Set problem —
How many lines in the records below contain the string "small"? Matching is case-sensitive; reply with the number only.

Provided material —
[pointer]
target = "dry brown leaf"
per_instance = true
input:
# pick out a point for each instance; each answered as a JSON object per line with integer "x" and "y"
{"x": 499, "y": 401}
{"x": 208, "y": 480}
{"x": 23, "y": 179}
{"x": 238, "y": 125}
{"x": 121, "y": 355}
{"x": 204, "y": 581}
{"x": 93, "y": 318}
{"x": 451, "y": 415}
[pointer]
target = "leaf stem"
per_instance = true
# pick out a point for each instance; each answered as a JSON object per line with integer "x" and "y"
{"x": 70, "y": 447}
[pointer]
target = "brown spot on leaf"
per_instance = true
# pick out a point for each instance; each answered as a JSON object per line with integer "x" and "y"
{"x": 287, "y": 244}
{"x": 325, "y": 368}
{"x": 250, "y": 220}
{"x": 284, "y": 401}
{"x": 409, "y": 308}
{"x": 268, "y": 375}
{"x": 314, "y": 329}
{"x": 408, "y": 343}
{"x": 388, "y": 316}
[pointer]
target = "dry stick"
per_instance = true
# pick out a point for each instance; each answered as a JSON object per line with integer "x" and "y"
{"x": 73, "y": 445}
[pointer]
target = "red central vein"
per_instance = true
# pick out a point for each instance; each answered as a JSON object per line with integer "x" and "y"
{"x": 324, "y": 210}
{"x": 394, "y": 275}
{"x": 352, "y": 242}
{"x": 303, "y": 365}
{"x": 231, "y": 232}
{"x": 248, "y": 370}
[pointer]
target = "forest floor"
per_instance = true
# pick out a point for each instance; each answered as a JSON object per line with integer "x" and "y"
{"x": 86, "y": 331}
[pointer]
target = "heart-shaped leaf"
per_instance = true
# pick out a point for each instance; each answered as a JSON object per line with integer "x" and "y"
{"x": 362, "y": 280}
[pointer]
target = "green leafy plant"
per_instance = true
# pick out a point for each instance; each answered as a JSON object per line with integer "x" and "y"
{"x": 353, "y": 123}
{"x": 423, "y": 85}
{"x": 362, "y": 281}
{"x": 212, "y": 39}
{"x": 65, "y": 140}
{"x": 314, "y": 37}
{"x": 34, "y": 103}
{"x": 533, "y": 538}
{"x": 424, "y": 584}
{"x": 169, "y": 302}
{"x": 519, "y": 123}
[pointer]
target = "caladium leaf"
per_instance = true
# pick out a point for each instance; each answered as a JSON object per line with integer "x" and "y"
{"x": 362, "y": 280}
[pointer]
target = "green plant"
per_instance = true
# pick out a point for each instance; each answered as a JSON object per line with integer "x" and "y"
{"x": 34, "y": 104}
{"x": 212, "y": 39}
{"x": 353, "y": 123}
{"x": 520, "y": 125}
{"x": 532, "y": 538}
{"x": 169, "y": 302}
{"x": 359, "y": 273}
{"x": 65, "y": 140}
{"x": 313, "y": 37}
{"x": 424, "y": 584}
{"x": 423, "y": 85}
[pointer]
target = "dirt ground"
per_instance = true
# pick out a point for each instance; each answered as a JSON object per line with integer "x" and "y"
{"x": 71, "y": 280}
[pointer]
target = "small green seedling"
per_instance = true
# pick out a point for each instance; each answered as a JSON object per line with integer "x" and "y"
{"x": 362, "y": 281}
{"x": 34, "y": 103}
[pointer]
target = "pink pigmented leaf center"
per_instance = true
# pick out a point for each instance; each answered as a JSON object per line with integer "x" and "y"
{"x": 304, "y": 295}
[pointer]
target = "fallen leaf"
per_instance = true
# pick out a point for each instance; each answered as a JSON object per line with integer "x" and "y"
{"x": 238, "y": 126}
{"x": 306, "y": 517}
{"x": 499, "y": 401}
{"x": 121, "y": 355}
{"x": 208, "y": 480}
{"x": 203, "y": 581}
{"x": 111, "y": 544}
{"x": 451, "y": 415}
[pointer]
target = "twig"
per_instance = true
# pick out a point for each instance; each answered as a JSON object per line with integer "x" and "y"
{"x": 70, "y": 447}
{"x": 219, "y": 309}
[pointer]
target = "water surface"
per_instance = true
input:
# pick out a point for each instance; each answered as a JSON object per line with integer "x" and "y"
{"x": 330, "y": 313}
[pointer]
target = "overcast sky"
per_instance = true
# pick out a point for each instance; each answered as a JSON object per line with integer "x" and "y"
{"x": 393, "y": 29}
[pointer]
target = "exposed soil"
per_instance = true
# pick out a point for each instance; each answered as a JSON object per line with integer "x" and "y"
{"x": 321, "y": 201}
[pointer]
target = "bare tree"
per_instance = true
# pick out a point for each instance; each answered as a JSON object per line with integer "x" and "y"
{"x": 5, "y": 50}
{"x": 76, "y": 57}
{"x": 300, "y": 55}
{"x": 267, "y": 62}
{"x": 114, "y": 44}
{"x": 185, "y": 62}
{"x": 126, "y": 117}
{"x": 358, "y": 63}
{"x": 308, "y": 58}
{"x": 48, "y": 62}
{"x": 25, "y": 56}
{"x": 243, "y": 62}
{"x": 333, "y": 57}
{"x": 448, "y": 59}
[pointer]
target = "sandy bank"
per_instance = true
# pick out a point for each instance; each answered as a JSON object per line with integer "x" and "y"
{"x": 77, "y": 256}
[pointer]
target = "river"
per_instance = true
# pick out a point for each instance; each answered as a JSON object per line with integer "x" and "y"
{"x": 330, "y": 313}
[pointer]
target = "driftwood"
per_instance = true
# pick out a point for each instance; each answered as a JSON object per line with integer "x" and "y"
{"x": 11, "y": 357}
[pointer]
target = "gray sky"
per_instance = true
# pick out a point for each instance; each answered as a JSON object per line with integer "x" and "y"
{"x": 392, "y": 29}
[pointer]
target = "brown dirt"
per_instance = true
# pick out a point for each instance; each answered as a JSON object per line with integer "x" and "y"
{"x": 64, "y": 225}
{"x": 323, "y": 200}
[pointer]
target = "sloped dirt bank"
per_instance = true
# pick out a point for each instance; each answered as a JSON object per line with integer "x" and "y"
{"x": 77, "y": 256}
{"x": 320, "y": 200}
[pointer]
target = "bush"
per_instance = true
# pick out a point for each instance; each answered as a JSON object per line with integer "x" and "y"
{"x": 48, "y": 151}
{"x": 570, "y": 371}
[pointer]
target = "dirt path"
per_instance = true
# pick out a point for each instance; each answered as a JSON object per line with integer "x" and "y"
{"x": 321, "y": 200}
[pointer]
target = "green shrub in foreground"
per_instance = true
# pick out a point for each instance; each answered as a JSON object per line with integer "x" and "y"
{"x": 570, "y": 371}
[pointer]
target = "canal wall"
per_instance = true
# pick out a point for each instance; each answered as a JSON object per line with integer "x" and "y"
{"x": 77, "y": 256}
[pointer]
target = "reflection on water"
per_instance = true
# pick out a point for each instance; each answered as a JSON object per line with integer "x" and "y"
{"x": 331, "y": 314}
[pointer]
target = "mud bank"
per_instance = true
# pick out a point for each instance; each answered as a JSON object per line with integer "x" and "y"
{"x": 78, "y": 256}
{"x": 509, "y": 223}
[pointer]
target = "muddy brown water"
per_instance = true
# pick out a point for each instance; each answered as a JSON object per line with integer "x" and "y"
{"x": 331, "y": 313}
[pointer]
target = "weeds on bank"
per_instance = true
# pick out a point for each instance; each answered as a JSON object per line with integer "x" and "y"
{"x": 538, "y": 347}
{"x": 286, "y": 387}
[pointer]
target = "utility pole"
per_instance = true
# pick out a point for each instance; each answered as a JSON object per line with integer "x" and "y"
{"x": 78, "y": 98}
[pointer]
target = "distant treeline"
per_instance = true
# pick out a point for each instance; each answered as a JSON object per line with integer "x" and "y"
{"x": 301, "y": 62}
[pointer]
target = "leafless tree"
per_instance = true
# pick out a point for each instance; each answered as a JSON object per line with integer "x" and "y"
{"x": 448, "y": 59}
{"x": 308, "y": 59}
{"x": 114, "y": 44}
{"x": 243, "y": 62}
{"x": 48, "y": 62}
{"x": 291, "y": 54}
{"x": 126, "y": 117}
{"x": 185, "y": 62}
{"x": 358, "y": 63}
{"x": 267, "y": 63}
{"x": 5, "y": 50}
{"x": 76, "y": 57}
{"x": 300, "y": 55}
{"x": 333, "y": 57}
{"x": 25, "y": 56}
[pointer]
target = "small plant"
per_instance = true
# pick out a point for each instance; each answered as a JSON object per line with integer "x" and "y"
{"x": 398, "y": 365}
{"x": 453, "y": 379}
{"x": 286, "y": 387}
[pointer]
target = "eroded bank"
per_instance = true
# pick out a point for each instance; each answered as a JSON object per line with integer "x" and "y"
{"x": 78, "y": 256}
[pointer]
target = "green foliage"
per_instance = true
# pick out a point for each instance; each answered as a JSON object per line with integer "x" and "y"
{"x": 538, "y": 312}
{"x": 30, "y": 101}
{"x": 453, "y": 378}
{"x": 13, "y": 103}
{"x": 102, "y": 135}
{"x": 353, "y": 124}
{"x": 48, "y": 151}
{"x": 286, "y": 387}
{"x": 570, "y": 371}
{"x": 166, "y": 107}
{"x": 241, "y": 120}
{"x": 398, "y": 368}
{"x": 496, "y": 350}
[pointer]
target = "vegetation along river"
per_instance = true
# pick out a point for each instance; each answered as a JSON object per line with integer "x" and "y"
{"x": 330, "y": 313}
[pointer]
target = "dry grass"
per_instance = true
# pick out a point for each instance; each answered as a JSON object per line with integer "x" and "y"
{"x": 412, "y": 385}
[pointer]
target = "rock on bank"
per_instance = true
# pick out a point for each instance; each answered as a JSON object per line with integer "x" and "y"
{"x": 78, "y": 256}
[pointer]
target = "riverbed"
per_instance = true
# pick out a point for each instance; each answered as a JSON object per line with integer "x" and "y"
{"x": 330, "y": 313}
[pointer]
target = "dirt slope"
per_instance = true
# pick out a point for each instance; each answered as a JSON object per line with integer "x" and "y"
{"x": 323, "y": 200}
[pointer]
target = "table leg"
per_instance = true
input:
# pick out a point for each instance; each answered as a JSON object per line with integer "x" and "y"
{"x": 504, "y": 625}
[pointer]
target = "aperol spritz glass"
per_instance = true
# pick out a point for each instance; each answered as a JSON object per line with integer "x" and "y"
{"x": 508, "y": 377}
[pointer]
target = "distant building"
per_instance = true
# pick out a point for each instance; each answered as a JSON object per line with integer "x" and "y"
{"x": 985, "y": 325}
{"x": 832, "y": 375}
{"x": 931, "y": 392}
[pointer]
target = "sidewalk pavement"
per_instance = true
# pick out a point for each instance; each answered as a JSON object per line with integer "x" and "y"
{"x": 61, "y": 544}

Response for this exercise —
2